» **Document section**:
- Education: UCL Medical School
- Scientific career
- Workplaces: Great Ormond Street Hospital Guy's and St Thomas' NHS Foundation Trust University of Cambridge Cambridge University Hospitals
- Thesis: Morphogenesis and differentiation of rhombomere boundaries (1995)

= Isobel Heyman =

British psychiatrist

Isobel Heyman is a British psychiatrist and consultant in Cambridge and London. She is an Affiliated Professor at the University of Cambridge and a Professorial Fellow at Murray Edwards College. She serves as co-lead for the Cambridge Children's Hospital development project. She was named Royal College of Psychiatrists Psychiatrist of the Year in 2015.

== Early life and education ==
Heyman first studied pharmacology, before training in medicine at the UCL Medical School. She trained in psychiatry at the Maudsley Hospital. She earned a doctorate in developmental neurobiology at Guy's and St Thomas' NHS Foundation Trust, where she investigated rhombomere boundaries. In 1995, she returned to the Institute of Psychiatry, Psychology and Neuroscience, where she specialised in child and adolescent psychiatry.

== Research and career ==
In 1998, Heyman founded the first United Kingdom clinic for young people with obsessive–compulsive disorder. She was involved with the Tourette syndrome clinic and the Great Ormond Street Hospital (GOSH) epilepsy programme, where she pioneered research and clinical care for children with epilepsy who also had mental health needs.

» **Input data**:

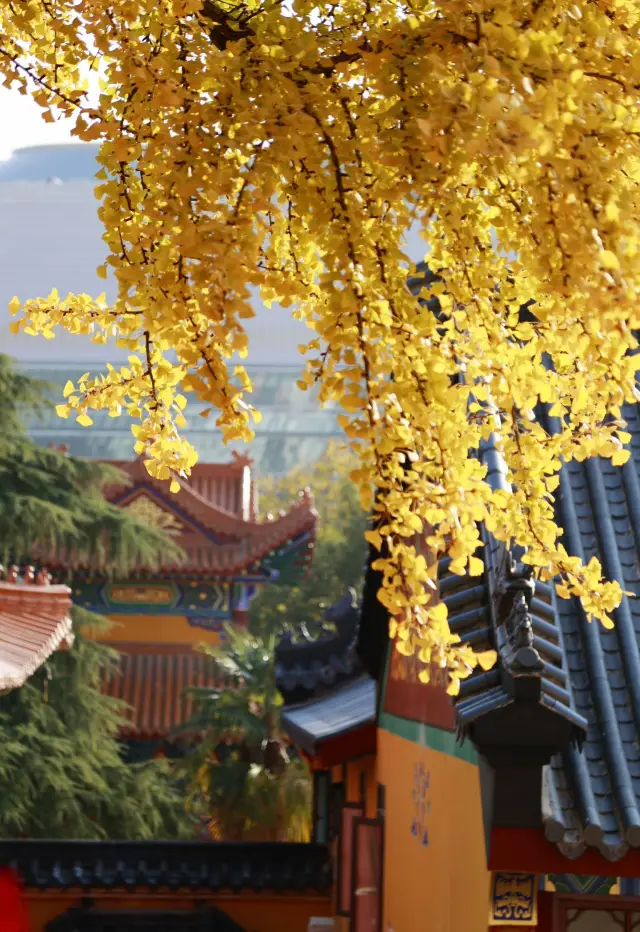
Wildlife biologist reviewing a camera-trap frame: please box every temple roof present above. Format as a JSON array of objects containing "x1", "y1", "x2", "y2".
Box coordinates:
[
  {"x1": 276, "y1": 589, "x2": 362, "y2": 704},
  {"x1": 39, "y1": 456, "x2": 317, "y2": 582},
  {"x1": 456, "y1": 405, "x2": 640, "y2": 862},
  {"x1": 281, "y1": 674, "x2": 376, "y2": 755},
  {"x1": 0, "y1": 572, "x2": 73, "y2": 691},
  {"x1": 0, "y1": 841, "x2": 331, "y2": 893},
  {"x1": 103, "y1": 644, "x2": 217, "y2": 739}
]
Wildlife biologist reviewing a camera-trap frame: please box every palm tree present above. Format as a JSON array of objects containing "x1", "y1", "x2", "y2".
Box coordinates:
[{"x1": 181, "y1": 625, "x2": 312, "y2": 841}]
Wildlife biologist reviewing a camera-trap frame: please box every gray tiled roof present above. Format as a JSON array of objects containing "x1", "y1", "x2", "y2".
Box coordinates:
[{"x1": 456, "y1": 406, "x2": 640, "y2": 861}]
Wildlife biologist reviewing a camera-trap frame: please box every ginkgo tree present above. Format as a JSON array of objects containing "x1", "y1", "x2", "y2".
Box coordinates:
[{"x1": 0, "y1": 0, "x2": 640, "y2": 688}]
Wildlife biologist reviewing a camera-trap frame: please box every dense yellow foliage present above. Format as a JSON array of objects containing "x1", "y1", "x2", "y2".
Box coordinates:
[{"x1": 0, "y1": 0, "x2": 640, "y2": 680}]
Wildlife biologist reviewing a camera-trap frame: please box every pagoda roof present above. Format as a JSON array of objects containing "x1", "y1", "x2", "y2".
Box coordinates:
[
  {"x1": 281, "y1": 674, "x2": 376, "y2": 756},
  {"x1": 39, "y1": 456, "x2": 317, "y2": 582},
  {"x1": 0, "y1": 574, "x2": 73, "y2": 691},
  {"x1": 276, "y1": 589, "x2": 362, "y2": 704},
  {"x1": 456, "y1": 405, "x2": 640, "y2": 862},
  {"x1": 0, "y1": 840, "x2": 332, "y2": 893},
  {"x1": 103, "y1": 643, "x2": 218, "y2": 740}
]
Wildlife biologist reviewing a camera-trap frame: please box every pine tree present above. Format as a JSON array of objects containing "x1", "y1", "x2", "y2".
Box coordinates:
[
  {"x1": 0, "y1": 356, "x2": 189, "y2": 839},
  {"x1": 0, "y1": 355, "x2": 176, "y2": 571}
]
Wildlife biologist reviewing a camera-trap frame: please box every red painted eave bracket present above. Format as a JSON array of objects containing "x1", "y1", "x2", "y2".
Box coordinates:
[{"x1": 489, "y1": 828, "x2": 640, "y2": 877}]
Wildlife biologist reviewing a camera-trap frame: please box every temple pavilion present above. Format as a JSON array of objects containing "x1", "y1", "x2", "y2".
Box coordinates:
[{"x1": 35, "y1": 456, "x2": 317, "y2": 760}]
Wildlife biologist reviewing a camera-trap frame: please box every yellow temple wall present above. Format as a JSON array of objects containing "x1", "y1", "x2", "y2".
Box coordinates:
[
  {"x1": 89, "y1": 614, "x2": 220, "y2": 645},
  {"x1": 377, "y1": 726, "x2": 490, "y2": 932}
]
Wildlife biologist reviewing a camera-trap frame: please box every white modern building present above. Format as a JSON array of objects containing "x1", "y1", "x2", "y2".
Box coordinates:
[{"x1": 0, "y1": 144, "x2": 424, "y2": 474}]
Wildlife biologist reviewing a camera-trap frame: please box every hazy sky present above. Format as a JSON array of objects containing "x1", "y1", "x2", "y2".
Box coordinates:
[{"x1": 0, "y1": 88, "x2": 77, "y2": 159}]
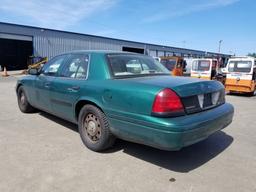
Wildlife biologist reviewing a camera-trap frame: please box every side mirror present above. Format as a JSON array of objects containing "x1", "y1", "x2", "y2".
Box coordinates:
[{"x1": 28, "y1": 68, "x2": 40, "y2": 75}]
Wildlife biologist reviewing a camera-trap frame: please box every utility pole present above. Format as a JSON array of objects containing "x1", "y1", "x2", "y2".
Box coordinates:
[{"x1": 219, "y1": 40, "x2": 223, "y2": 53}]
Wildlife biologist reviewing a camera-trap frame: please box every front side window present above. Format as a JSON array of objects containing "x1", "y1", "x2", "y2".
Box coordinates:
[
  {"x1": 192, "y1": 60, "x2": 211, "y2": 71},
  {"x1": 228, "y1": 61, "x2": 252, "y2": 73},
  {"x1": 60, "y1": 54, "x2": 89, "y2": 79},
  {"x1": 41, "y1": 55, "x2": 66, "y2": 76},
  {"x1": 107, "y1": 54, "x2": 169, "y2": 77}
]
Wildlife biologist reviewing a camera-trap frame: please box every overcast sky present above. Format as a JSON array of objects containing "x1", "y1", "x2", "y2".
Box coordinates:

» **Work request 1**:
Reproduce the part of the Isobel Heyman biography from "Isobel Heyman is" up to and including "and adolescent psychiatry.".
» **Work request 2**:
Decide whether each statement agrees with the Isobel Heyman biography, answering yes or no and quoting the deciding words: (a) Heyman founded the first United Kingdom clinic for young people with obsessive–compulsive disorder in 1998. (b) Heyman trained in psychiatry at Great Ormond Street Hospital. (c) Heyman was named Royal College of Psychiatrists Psychiatrist of the Year in 2010.
» **Work request 3**:
According to the Isobel Heyman biography, what subject did Heyman study before training in medicine?

» **Answer box 1**:
Isobel Heyman is a British psychiatrist and consultant in Cambridge and London. She is an Affiliated Professor at the University of Cambridge and a Professorial Fellow at Murray Edwards College. She serves as co-lead for the Cambridge Children's Hospital development project. She was named Royal College of Psychiatrists Psychiatrist of the Year in 2015.

== Early life and education ==
Heyman first studied pharmacology, before training in medicine at the UCL Medical School. She trained in psychiatry at the Maudsley Hospital. She earned a doctorate in developmental neurobiology at Guy's and St Thomas' NHS Foundation Trust, where she investigated rhombomere boundaries. In 1995, she returned to the Institute of Psychiatry, Psychology and Neuroscience, where she specialised in child and adolescent psychiatry.

» **Answer box 2**:
(a) Yes: "In 1998, Heyman founded the first United Kingdom clinic for young people with obsessive–compulsive disorder."
(b) No: "She trained in psychiatry at the Maudsley Hospital."
(c) No: "She was named Royal College of Psychiatrists Psychiatrist of the Year in 2015."

» **Answer box 3**:
Pharmacology.